** start **

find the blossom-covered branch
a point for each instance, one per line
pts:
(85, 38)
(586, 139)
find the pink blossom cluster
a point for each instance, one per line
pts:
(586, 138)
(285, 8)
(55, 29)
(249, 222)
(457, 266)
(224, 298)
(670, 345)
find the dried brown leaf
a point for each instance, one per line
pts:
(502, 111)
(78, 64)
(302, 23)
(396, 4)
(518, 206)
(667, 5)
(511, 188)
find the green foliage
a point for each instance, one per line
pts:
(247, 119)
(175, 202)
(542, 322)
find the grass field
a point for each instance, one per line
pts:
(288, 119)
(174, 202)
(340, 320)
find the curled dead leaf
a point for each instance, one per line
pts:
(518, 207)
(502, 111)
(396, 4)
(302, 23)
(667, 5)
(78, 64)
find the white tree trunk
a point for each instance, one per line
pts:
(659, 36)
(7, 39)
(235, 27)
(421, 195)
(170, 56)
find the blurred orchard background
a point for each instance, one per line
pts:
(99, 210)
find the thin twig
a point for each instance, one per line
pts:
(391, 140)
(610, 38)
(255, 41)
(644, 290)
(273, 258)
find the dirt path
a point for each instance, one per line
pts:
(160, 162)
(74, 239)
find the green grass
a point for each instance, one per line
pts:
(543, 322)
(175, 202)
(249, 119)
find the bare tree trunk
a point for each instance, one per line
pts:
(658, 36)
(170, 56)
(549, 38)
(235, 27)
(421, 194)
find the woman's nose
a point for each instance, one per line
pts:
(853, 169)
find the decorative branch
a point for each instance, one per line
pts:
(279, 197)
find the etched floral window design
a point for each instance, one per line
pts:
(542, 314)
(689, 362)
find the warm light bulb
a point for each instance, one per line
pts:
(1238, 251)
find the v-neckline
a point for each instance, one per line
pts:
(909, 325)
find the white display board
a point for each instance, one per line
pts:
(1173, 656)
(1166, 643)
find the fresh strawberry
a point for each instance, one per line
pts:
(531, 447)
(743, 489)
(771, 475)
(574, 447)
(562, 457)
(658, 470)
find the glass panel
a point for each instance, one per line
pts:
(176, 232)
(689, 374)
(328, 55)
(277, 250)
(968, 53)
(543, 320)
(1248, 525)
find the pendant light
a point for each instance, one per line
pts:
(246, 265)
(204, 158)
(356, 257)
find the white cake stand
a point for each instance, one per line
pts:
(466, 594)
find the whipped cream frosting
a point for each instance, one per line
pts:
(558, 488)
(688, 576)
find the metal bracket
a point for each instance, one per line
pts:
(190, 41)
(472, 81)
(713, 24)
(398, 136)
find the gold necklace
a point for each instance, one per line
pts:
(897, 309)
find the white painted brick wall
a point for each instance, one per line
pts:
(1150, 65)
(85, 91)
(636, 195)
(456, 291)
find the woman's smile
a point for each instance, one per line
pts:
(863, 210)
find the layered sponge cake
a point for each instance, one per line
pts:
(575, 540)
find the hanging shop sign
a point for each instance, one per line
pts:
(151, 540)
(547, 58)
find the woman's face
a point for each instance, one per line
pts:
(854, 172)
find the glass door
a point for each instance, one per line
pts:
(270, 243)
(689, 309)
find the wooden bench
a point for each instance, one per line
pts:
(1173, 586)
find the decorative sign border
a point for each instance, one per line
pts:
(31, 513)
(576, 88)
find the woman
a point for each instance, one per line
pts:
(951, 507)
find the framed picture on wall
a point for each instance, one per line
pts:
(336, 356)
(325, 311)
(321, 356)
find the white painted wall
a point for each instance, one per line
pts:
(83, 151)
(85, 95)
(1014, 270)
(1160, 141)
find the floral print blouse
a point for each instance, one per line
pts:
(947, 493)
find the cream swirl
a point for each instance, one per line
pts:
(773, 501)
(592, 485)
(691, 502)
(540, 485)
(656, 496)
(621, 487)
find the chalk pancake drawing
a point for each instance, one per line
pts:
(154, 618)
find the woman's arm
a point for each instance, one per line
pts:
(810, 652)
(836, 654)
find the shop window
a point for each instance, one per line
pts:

** end **

Reproduce the records starting at the line that contains "find the decorative branch" and ending at the line that contains "(1238, 251)", leaving the request lines unchanged. Shift every point coordinate by adding 115 to both of its values.

SOLUTION FOR THIS TASK:
find the decorative branch
a point for each instance, one per line
pts:
(394, 312)
find the etched floral window design
a point for each instance, one per line
pts:
(657, 429)
(804, 477)
find the warm light bulb
a point for each instance, one per line
pts:
(1353, 366)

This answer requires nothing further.